#### [SUPPLIED PASSAGE]
****************
Druid console doesn't report real time tasks for an existing datasource

Hello,

I have noticed that druid console incorrectly reports “no realtime tasks” against a datasource while there are active realtime tasks running for the same datasource.

Versions:

druid: 0.12.3

tranquility: 0.8.2

zookeeper: 3.4.10

My tranquility configuration is specified below:

{

“dataSources” : {

“pageviews” : {

 "spec" : {

   "dataSchema" : {

     "dataSource" : "pageviews",

     "parser" : {

       "type" : "string",

       "parseSpec" : {

         "timestampSpec" : {

           "column" : "time",

           "format" : "auto"

         },

         "dimensionsSpec" : {

           "dimensions" : ["url", "user", "os"],

           "dimensionExclusions" : [

             "time"

           ]

         },

         "format" : "json"

       }

     },

     "granularitySpec" : {

       "type" : "uniform",

       "segmentGranularity" : "fifteen_minute",

       "queryGranularity" : "fifteen_minute"

     },

     "metricsSpec" : [

               {"name": "views", "type": "count"}

     ]

   },

   "ioConfig" : {

     "type" : "realtime"
****************
#### [DIRECTIVES]
a - In the post about the Druid console, rewrite the part starting with "I have noticed" and going on through "the same datasource.", renaming "realtime tasks" to "live tasks".
b - Write the rest of the post about the Druid console missing its realtime tasks, picking up after its last line.

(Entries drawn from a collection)
****************
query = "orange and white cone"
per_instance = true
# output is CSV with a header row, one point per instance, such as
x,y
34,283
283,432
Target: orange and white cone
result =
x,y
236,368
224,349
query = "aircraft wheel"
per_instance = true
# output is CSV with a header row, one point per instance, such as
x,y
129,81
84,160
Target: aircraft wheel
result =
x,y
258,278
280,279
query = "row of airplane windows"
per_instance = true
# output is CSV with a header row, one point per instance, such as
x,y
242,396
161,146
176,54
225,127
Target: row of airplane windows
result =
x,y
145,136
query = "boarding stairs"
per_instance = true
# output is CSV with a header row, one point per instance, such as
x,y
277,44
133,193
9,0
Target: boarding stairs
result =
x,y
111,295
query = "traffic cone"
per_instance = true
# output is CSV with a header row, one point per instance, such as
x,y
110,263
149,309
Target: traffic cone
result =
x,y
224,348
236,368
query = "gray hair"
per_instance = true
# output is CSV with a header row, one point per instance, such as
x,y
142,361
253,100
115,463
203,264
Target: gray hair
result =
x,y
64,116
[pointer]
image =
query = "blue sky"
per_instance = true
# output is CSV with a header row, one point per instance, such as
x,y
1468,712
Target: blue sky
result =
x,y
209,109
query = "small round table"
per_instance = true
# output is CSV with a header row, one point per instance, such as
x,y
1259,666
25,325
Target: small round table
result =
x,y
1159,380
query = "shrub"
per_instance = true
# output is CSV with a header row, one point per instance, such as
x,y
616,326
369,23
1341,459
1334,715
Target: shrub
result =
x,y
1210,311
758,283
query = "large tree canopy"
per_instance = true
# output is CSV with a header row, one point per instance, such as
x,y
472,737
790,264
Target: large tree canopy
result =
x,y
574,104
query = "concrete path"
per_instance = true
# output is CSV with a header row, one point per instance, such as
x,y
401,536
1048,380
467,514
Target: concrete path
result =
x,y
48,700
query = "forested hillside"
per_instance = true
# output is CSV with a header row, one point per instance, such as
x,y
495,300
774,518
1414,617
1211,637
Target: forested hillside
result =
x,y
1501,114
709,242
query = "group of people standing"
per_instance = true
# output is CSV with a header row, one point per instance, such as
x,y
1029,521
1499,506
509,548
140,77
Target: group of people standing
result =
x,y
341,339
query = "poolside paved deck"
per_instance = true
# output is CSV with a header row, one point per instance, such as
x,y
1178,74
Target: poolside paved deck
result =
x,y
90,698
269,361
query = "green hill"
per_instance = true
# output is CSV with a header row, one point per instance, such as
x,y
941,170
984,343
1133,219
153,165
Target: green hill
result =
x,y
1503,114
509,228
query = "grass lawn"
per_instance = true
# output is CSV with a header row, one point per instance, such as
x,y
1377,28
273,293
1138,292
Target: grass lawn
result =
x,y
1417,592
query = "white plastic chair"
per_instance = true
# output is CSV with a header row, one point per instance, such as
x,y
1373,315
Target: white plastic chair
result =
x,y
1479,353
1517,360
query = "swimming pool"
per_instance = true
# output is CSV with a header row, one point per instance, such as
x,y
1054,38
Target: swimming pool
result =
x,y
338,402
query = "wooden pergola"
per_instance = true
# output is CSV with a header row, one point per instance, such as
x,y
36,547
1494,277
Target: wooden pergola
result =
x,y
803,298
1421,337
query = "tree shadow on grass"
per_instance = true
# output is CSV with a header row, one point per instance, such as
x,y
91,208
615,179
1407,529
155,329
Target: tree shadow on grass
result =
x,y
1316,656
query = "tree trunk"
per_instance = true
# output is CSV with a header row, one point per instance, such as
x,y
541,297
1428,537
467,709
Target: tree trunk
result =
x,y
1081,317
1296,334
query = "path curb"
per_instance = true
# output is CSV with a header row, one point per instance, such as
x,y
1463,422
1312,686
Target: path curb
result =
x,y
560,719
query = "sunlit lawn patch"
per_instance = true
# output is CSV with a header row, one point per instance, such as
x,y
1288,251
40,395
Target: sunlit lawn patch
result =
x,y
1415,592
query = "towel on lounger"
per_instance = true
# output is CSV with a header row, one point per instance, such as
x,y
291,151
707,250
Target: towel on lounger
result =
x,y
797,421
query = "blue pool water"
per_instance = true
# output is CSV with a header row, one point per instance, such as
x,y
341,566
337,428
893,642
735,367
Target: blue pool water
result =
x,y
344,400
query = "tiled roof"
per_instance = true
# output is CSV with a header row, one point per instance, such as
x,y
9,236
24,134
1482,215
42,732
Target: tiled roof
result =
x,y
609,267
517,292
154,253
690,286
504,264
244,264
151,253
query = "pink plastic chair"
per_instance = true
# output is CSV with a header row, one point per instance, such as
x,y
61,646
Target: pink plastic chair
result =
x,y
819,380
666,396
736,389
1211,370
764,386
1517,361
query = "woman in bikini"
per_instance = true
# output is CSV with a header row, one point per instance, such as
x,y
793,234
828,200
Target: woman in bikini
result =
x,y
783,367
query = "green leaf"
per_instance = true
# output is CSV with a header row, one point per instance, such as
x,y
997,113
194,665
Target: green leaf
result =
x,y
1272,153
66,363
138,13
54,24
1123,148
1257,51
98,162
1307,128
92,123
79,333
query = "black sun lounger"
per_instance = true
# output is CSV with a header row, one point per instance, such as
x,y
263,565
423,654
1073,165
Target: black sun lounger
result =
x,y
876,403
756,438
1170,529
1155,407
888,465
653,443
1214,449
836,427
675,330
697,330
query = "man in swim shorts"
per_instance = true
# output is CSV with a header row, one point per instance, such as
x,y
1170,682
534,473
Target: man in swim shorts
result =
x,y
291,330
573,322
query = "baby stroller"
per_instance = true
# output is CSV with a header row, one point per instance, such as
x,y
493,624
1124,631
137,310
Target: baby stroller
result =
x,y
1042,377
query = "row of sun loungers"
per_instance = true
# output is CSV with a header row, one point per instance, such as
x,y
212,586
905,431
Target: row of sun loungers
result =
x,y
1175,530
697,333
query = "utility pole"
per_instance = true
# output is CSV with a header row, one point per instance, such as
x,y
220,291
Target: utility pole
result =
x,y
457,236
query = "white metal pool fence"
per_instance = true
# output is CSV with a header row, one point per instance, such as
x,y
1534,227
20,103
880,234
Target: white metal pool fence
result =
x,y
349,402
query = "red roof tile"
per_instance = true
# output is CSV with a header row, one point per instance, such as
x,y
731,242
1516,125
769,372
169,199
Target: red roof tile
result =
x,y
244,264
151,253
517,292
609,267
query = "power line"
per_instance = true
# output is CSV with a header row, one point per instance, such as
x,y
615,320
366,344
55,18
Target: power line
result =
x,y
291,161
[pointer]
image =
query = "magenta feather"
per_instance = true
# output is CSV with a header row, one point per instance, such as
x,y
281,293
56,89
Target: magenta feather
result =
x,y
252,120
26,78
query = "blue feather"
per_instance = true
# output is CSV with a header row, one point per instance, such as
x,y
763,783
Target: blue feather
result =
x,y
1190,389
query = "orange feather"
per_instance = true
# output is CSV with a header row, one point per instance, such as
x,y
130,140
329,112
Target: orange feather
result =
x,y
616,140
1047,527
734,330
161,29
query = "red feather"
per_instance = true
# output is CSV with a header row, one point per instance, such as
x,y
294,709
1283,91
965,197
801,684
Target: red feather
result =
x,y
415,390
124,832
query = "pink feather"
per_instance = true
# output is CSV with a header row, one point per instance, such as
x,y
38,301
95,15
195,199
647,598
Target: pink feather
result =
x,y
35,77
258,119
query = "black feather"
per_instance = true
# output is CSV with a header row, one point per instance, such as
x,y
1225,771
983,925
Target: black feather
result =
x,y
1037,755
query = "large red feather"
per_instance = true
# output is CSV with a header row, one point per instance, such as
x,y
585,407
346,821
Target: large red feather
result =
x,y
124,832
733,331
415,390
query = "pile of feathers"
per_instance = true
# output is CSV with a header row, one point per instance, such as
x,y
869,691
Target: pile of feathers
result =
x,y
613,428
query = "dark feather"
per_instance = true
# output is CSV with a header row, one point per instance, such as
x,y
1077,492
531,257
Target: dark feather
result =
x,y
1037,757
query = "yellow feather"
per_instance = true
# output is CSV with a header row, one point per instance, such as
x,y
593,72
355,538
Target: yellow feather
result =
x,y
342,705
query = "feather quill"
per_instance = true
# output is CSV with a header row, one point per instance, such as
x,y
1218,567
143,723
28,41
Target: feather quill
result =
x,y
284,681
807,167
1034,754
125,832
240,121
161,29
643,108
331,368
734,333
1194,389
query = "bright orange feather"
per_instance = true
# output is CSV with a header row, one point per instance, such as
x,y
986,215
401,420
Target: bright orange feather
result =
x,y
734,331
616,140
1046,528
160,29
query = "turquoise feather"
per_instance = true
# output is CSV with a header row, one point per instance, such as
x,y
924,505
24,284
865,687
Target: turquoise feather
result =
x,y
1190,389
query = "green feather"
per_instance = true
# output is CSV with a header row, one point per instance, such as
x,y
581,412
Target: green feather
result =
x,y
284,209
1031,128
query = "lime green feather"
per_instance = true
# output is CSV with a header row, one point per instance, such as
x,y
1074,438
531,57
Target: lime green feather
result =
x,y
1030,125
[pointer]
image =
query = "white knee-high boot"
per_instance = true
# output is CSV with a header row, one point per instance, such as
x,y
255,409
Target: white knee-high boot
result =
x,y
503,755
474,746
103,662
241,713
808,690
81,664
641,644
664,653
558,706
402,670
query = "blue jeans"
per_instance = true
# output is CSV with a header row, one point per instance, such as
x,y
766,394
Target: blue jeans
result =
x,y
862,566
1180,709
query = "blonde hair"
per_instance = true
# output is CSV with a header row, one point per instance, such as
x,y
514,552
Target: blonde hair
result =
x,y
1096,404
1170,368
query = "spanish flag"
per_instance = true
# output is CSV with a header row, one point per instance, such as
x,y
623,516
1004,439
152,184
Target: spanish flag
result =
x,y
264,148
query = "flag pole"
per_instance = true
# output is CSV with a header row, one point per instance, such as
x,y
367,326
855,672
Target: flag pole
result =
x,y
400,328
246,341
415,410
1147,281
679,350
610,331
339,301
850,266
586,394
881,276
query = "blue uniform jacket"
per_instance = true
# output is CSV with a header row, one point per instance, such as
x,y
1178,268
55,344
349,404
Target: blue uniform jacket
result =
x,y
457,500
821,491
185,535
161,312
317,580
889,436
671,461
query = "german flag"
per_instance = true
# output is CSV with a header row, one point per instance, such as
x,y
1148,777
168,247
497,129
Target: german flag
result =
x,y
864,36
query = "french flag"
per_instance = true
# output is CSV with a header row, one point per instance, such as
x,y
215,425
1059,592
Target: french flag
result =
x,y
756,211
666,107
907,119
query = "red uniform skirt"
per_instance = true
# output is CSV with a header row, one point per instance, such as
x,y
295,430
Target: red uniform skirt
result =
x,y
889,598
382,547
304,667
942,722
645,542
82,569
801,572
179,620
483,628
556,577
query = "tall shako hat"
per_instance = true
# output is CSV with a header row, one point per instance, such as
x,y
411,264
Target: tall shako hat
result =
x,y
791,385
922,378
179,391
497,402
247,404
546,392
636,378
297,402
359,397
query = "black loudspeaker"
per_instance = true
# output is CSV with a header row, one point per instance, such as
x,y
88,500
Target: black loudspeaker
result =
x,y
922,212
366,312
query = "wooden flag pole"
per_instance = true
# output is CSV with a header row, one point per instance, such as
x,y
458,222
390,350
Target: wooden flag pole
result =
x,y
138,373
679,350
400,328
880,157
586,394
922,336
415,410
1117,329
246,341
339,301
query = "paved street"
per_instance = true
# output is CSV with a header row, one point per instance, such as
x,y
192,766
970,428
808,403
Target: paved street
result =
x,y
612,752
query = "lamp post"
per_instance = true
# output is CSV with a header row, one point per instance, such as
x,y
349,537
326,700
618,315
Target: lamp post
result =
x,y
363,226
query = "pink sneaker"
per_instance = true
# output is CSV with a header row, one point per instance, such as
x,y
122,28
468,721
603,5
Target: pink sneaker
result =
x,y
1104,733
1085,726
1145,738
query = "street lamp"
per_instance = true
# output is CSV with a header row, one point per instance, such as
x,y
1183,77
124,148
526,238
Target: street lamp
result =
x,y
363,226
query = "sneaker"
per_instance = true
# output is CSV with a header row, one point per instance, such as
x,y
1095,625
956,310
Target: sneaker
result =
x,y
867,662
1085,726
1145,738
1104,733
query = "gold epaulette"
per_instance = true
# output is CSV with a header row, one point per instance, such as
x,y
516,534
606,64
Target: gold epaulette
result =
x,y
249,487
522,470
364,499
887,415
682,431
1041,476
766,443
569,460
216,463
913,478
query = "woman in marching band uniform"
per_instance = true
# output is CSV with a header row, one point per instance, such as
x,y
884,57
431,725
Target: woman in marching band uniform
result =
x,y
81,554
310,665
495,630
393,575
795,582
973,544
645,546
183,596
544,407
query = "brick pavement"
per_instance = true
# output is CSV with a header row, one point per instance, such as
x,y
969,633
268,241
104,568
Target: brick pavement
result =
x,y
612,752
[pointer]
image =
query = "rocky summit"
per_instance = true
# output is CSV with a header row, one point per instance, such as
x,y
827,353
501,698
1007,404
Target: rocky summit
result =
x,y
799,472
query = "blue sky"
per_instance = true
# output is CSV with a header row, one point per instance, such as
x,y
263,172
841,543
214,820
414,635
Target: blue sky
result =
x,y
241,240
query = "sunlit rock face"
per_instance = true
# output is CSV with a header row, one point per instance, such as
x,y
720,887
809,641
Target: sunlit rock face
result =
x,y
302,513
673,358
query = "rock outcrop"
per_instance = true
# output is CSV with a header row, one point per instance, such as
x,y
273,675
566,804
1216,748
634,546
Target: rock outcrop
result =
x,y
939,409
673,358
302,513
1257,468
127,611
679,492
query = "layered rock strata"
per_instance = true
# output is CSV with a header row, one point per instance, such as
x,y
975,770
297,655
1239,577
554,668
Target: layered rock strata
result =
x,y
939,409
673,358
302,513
****************
#### [ANSWERS TO EACH TASK]
a -
I have noticed that druid console incorrectly reports “no live tasks” against a datasource while there are active live tasks running for the same datasource.

b -
   },

   "tuningConfig" : {

     "type" : "realtime",

     "maxRowsInMemory" : "100000",

     "intermediatePersistPeriod" : "PT10M",

     "windowPeriod" : "PT13M"

   }

 },

 "properties" : {

   "task.partitions" : "1",

   "task.replicants" : "1"

 }

}

},

“properties” : {

“zookeeper.connect” : “localhost”,

“druid.discovery.curator.path” : “/druid/discovery”,

“druid.selectors.indexing.serviceName” : “druid/overlord”,

“http.port” : “8200”,

“http.threads” : “8”

}

}

``

After specifying the above tranquility server configuration:

  1. I sent some data over HTTP to tranquility server for the datasource “pageviews”.

  2. Realtime task was created based on the timestamp in the data.

  3. After the realtime task completed, datasource “pageviews” can be seen in druid console and can be queried successfully.

However if i send more data after a while, there were more realtime tasks created. These tasks can be seen running ( see the image : Indexing tasks: 1 running). If you hover over the “pageviews” datasource, it says “no realtime tasks”. The realtime indexing task which is running, is for the “pageviews” datasource.

Questions:

  1. Why does the console show “no realtime tasks” even though there are realtime tasks running for an existing datasource (“pageviews”)?

  2. Is it the case that druid determines whether the data indexed by a real time task is for an existing datasource or not only when the task completes?

Thanks,

Prathamesh

can anyone from Druid Dev team help with the above queries regarding realtime tasks?

Thanks,

Prathamesh

Hi Gian,

Have been looking for an answer to this query. would you be able to help?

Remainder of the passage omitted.